Source text =>
The writing is viscerally felt, and has been receiving great attention, as contributors describe wartime horrors, both large and small, often what it is like to feel powerful then powerless in quick succession as they reveal the stringencies and rigor of the military, its entrenched sexism and often disdain for woman within its system. The book’s glossary decodes that “WM” stands for Women Marines, but more than one story reveals this is popularly defined as “Whatta Mistake” or “Wasted Money.” The tension between the obedience the military demands and the need to give voice to personal witness is strong.

In the brief chapter “Enemy in the Ranks” Christy L. Clothier gives a harrowing account of attempted rape, along with subsequent trial and the anguishing resistance to prosecution she encounters.  Her piece ends with her poignant recollection of her second day of basic training and how empowering it felt to scream, particularly after surviving domestic abuse as a military wife when she had learned “never to yell.” She writes, “it was the first time I had heard my voice sound strong.”  Her story is followed by the poem “Yes, Sir!” in which Elizabeth Keough McDonald writes about the uncomfortable feeling of being the only woman in a group enduring a sexual joke and consequent abuses of power.

What the exercise asks => Copy the entire passage about the book's wartime accounts word for word.

Material shown =>
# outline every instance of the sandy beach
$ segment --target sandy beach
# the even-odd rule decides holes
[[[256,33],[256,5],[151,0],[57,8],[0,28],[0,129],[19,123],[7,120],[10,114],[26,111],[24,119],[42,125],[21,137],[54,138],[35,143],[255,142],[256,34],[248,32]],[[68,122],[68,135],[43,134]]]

---

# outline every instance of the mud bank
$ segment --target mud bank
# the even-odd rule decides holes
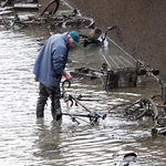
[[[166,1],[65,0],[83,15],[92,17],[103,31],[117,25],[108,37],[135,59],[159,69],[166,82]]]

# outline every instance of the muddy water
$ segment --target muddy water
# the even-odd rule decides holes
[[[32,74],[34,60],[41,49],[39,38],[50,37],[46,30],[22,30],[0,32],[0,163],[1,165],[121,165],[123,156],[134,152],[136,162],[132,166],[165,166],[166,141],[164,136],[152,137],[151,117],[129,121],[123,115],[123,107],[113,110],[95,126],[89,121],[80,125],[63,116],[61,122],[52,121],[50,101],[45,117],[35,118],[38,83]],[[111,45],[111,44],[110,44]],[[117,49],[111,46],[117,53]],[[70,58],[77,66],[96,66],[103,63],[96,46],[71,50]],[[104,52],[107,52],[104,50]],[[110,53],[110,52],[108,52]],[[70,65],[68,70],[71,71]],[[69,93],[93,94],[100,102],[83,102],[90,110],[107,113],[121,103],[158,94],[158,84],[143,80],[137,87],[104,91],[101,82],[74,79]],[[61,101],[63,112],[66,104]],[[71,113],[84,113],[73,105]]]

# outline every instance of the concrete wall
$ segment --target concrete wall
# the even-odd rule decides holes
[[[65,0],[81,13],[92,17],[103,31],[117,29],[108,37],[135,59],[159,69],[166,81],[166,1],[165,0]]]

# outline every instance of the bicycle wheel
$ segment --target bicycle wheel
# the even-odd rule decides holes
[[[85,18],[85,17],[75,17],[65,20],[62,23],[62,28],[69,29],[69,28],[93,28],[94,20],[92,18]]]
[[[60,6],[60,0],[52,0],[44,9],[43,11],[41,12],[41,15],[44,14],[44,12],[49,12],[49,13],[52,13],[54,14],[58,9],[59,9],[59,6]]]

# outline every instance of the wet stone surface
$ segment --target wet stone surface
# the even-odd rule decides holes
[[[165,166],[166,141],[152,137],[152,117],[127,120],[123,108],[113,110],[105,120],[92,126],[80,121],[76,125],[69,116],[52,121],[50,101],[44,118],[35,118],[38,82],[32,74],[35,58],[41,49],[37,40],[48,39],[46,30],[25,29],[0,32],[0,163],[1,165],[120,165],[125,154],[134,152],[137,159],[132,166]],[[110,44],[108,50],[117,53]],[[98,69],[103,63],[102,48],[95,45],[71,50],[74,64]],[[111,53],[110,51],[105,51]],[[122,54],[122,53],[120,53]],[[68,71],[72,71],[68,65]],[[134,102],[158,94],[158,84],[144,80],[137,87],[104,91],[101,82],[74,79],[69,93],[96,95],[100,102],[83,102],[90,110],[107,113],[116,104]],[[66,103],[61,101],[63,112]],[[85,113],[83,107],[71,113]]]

Final answer =>
The writing is viscerally felt, and has been receiving great attention, as contributors describe wartime horrors, both large and small, often what it is like to feel powerful then powerless in quick succession as they reveal the stringencies and rigor of the military, its entrenched sexism and often disdain for woman within its system. The book’s glossary decodes that “WM” stands for Women Marines, but more than one story reveals this is popularly defined as “Whatta Mistake” or “Wasted Money.” The tension between the obedience the military demands and the need to give voice to personal witness is strong.

In the brief chapter “Enemy in the Ranks” Christy L. Clothier gives a harrowing account of attempted rape, along with subsequent trial and the anguishing resistance to prosecution she encounters.  Her piece ends with her poignant recollection of her second day of basic training and how empowering it felt to scream, particularly after surviving domestic abuse as a military wife when she had learned “never to yell.” She writes, “it was the first time I had heard my voice sound strong.”  Her story is followed by the poem “Yes, Sir!” in which Elizabeth Keough McDonald writes about the uncomfortable feeling of being the only woman in a group enduring a sexual joke and consequent abuses of power.